Cromwell may have led the debate at Putney, but thanks to Barbara
Taft's excellent essay we get to know better the real theoretical leader of the
Grandees at Putney which was Henry Ireton. Ireton and other members of the General Council of the new
Model army resided in Putney church essentially to discuss the Levellers
Agreement of the People from October 28th to November 11th 1647. According to H
N Brailsford' When one compares these debates with those of its sittings at Reading
in July, it is clear that in three months the temper and outlook of the army
were changed. At Putney, the mood was sultry and tense'. While it true that the
grandees and the agitators were moving roughly in the same direction in July by
October a huge chasm was to open up between them ".
It is clear from the Clarke transcripts that Cromwell was no
great theoretician but it is worth quoting one of his better contributions: While
it took Cromwell a little while to understand what was going on at Putney when
he saw the Levellers Pamphlet The Agreement of the People he reacted in this
way on October 28th "These things that you have now offered, they are new
to us: they are things that we have not at all (at least in this method and
thus circumstantially) had any opportunity to consider of, because they came to
us but thus, as you see; this is the first time we had a view of them. Truly
this paper does contain in it very great alterations of the very government of
the kingdom, alterations from that government that it hath been under, I
believe I may almost say, since it was a nation –I say, I think I may almost
say so. And what the consequences of such an alteration as this would be, if
there were nothing else to be considered, wise men and godly men ought to
consider. I say, if there were nothing else to be considered but the very
weight and nature of the things contained in this paper. Therefore, although
the pretensions in it, and the expressions in it, are very plausible, and if we
could leap out of one condition into another that had so specious things in it
as this hath, I suppose there would not be much dispute – though perhaps some
of these things may be very well disputed. How do we know if, whilst we are
disputing these things, another company of men shall not gather together, and
put out papers plausible perhaps as this? I do not know why it might not be
done by that time you have agreed upon this, or got hands to it if that be the
way. And not only another, and another, but many of this kind. And if so, what
do you think the consequence of that would be? Would it not be confusion? Would
it not be utter confusion? Would it not make England like the Switzerland
country, one canton of the Swiss against another and one county against another
to go on along with it, and whether those great difficulties that lie in our
way are in a likelihood to be either overcome or removed".?

#### Collected data:
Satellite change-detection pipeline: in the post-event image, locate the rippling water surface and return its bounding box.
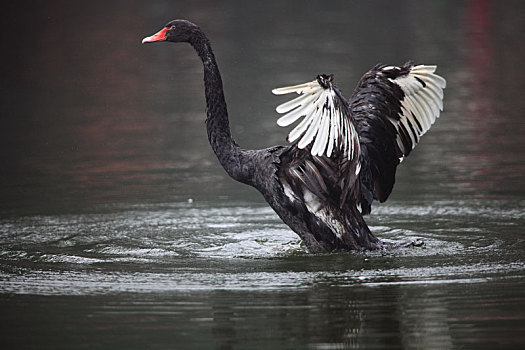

#### Your tasks:
a – In the passage about the Putney debates, who is named as the real theoretical leader of the Grandees at Putney?
b – Write a continuation of the passage about the Putney debates, beginning right after its final sentence.

#### Outputs:
a – Henry Ireton.

b –
While Cromwell was no great thinker Ireton was. Ireton was
ambitious, and with a class, understanding to match. He had a valuable ability to
process complicated theoretical arguments and respond to them on the spur of
the moment. Ireton's goal at Putney was to diffuse the more radical
elements of the Leveller programme and if possible, co-opt them into the
Grandes strategy if this failed Cromwell and Ireton were not adverse to use
force to achieve their aims. Ireton would use the Levellers up to a point as a bulwark
against the Presbyterians in Parliament they were after all according to E. Bernstein" were the first among the
people and the simple soldier agitators in the army to understand the necessity
of energetic opposition for the counter-revolutionary elements of Parliament".
It was a dangerous game played by Cromwell and Ireton
according to Pashukanis "One can have doubts about the degree to which
Cromwell and the other leaders of the Independents truly wished to remain loyal
to the Presbyterian majority in parliament. But there is no doubt that the
soldiers' organisations never entered into their calculations for the purpose
of their struggle with parliament. It is one thing to put pressure on parliament
by relying upon a disciplined armed force subordinate to oneself, but entirely
another thing to create an illegal organisation embracing the mass of soldiers
and awakening their independent activity, an organisation which immediately and
inevitably had to bring forth socio-political demands extending far beyond the
ideas of the moderate Independents".
As was said earlier, the historiography of the Putney
Debates has been dominated by right-leaning historians. It is beginning to
change as left historians begin to even up the score. It is worth quoting one
of them John Rees who recently wrote "The main axis of debate on both
sides assumes that what is under discussion is a universal male franchise.
Cromwell and Ireton object to this proposal on the basis that if the poor are
given the vote, they will use it to take property away from the rich.
Rainsborough responds that unless the poor are given the vote ', I say the one
parte shall make hewers of wood and drawers of water' of the rest and 'the
greatest parte of the Nation bee enslav'd'. Sexby argued that though the
soldiers had little property in the kingdom that they must be included in its
political settlement.
Only on one occasion during the Putney debates does Leveller
Maximillian Petty retreat from the idea of universal male suffrage. Petty
suggested that servants or those dependent on others might be excluded from the
franchise. This reads as a rather off-the-cuff response to debate with Henry
Ireton, who has himself admitted that the franchise might be 'better than it
is'. John Rede also adds an interesting cautionary note. He says that those who
have given themselves over to 'voluntary servitude' should also be excluded
from the vote".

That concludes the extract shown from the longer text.